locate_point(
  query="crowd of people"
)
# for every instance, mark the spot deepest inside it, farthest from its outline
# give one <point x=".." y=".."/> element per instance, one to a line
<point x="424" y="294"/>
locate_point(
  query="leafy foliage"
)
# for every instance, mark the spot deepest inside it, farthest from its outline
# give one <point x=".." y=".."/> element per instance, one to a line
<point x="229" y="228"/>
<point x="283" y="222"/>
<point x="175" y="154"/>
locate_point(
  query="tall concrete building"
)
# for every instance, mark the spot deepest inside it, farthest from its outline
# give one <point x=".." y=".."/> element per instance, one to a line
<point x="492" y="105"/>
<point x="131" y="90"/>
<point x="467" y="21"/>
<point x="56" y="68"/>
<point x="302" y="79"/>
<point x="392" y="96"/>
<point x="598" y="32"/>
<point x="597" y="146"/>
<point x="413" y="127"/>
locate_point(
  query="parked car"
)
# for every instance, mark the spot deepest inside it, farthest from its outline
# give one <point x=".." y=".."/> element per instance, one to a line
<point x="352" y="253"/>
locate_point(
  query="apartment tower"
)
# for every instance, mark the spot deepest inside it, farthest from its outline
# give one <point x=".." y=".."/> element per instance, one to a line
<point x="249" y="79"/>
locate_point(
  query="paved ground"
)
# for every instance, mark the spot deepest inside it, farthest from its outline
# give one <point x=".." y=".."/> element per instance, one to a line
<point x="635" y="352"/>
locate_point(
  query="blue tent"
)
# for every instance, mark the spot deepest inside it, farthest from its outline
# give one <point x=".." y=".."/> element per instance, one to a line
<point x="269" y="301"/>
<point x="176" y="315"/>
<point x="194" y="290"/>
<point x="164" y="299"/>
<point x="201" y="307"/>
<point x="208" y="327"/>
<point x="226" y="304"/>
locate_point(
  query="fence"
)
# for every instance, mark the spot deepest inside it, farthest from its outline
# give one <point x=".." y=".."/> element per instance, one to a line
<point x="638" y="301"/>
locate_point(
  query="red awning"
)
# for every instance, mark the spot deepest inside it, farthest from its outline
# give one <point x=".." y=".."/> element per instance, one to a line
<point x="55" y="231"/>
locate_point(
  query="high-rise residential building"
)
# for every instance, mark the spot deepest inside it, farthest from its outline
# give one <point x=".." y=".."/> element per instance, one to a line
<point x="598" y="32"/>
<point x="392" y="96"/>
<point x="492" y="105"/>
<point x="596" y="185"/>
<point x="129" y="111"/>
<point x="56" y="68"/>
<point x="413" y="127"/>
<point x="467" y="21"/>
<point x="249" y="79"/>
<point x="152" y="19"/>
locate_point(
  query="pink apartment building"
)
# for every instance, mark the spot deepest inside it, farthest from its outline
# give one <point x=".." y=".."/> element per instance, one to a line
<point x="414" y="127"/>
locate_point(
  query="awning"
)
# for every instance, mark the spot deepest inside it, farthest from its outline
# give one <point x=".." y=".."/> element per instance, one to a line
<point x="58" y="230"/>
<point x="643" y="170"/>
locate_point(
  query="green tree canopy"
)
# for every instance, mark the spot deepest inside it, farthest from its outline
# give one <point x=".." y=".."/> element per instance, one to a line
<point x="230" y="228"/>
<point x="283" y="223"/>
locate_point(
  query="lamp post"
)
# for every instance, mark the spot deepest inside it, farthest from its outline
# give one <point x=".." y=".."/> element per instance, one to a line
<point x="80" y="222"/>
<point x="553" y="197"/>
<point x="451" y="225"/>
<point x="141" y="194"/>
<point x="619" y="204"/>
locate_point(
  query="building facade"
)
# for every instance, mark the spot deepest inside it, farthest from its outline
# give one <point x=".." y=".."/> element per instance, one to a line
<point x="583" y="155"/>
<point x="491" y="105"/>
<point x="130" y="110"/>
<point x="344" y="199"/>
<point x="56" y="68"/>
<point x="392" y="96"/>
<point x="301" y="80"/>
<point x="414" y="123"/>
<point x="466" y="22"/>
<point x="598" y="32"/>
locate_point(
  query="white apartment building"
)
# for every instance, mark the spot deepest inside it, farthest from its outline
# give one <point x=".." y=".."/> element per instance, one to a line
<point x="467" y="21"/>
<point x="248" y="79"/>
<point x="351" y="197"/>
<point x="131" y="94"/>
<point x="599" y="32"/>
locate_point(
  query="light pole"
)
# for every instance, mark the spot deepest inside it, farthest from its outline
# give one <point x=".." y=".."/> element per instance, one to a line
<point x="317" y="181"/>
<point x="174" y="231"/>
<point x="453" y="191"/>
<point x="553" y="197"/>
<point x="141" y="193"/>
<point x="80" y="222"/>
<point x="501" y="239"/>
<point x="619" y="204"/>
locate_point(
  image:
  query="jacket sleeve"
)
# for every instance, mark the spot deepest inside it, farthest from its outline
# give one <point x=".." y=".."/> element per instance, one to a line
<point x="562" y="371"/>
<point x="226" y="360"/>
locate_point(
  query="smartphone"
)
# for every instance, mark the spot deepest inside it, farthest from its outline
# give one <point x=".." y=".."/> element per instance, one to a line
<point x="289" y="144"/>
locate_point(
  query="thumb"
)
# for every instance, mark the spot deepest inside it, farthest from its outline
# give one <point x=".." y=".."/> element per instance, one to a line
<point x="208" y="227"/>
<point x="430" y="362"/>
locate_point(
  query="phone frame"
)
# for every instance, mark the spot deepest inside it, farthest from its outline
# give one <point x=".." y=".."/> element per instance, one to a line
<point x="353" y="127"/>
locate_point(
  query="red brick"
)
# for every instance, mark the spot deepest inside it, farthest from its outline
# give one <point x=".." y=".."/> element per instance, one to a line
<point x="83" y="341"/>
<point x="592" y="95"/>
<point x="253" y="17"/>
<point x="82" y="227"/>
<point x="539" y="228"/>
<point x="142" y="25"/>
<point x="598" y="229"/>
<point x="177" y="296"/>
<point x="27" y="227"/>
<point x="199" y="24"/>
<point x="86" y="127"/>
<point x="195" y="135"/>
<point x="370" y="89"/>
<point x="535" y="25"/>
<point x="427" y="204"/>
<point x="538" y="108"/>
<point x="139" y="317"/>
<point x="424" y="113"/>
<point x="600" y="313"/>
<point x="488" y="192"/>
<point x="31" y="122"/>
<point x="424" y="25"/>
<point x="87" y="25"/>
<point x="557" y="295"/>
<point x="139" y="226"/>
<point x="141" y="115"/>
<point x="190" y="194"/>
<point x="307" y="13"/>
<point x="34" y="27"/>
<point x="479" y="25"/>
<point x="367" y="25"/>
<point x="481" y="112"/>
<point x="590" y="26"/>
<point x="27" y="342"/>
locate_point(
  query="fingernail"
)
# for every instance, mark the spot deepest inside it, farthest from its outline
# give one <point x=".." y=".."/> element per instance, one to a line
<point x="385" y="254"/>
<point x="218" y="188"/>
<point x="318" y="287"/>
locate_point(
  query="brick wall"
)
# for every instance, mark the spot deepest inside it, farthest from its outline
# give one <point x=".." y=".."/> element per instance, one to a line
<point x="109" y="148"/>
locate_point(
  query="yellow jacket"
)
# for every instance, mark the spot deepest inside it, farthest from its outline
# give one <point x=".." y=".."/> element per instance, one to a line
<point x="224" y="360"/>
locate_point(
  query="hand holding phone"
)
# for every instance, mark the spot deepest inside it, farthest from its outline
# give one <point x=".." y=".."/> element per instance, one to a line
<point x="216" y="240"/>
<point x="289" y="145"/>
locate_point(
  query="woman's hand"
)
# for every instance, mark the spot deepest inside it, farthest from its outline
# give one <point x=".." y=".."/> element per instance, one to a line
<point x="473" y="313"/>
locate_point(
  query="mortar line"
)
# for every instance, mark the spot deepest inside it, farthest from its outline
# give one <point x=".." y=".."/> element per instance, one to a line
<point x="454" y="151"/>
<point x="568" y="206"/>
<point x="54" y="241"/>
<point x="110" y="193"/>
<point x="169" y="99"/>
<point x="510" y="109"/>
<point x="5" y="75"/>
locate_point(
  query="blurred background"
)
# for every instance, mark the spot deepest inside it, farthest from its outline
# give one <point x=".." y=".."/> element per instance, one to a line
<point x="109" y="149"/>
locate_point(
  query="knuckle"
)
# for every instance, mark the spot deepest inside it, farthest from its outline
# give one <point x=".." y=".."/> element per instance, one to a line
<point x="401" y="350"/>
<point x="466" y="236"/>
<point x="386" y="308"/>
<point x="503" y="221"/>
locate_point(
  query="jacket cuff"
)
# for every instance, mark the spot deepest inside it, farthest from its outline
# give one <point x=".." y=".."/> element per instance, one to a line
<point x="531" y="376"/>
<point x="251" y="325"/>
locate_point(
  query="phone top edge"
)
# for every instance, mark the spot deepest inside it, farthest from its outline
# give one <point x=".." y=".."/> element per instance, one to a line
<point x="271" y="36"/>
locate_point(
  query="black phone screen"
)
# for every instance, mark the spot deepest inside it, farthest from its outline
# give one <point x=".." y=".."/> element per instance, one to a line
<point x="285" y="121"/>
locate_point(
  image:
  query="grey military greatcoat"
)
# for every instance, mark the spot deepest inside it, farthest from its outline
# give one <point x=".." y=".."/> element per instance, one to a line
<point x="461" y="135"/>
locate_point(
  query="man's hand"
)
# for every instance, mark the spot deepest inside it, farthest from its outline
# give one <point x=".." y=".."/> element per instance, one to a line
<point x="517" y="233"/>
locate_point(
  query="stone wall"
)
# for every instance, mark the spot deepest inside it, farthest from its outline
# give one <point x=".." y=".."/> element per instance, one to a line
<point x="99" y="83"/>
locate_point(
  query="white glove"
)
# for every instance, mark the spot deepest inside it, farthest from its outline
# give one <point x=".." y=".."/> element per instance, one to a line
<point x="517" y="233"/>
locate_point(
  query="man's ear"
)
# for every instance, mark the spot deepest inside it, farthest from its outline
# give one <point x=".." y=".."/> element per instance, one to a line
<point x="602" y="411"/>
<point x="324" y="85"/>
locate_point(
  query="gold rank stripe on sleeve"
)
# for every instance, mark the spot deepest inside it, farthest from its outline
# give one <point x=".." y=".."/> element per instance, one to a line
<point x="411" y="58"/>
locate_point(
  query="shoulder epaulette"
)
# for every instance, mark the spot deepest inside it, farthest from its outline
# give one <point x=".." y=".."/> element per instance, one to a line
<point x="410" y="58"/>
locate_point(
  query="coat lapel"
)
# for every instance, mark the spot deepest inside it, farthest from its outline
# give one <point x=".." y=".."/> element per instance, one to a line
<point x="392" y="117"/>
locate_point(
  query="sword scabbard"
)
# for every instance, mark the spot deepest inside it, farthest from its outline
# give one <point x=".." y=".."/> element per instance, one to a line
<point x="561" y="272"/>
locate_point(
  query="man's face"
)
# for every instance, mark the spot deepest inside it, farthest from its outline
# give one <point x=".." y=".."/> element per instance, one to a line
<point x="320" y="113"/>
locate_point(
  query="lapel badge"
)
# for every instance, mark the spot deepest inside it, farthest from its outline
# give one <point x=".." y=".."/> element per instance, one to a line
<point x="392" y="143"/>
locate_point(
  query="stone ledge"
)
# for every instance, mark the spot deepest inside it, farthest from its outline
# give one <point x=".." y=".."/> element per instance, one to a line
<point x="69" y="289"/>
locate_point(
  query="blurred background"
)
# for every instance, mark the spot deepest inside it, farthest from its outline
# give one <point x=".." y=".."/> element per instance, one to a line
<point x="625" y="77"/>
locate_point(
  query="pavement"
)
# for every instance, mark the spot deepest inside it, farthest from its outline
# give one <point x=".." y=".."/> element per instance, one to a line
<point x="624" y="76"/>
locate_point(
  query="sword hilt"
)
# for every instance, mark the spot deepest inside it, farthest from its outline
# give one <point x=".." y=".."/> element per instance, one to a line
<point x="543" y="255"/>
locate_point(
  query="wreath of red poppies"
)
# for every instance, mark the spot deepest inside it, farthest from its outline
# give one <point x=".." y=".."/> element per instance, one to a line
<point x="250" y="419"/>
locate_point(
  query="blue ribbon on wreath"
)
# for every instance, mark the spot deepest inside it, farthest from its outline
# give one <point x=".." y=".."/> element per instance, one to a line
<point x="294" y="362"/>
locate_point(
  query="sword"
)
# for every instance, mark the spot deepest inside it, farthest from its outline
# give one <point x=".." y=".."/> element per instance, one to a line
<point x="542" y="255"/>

* * *

▶ [REQUIREMENT]: State how many lines in the material above hold the word "building". Add nothing else.

▶ [OUTPUT OF THE TASK]: 5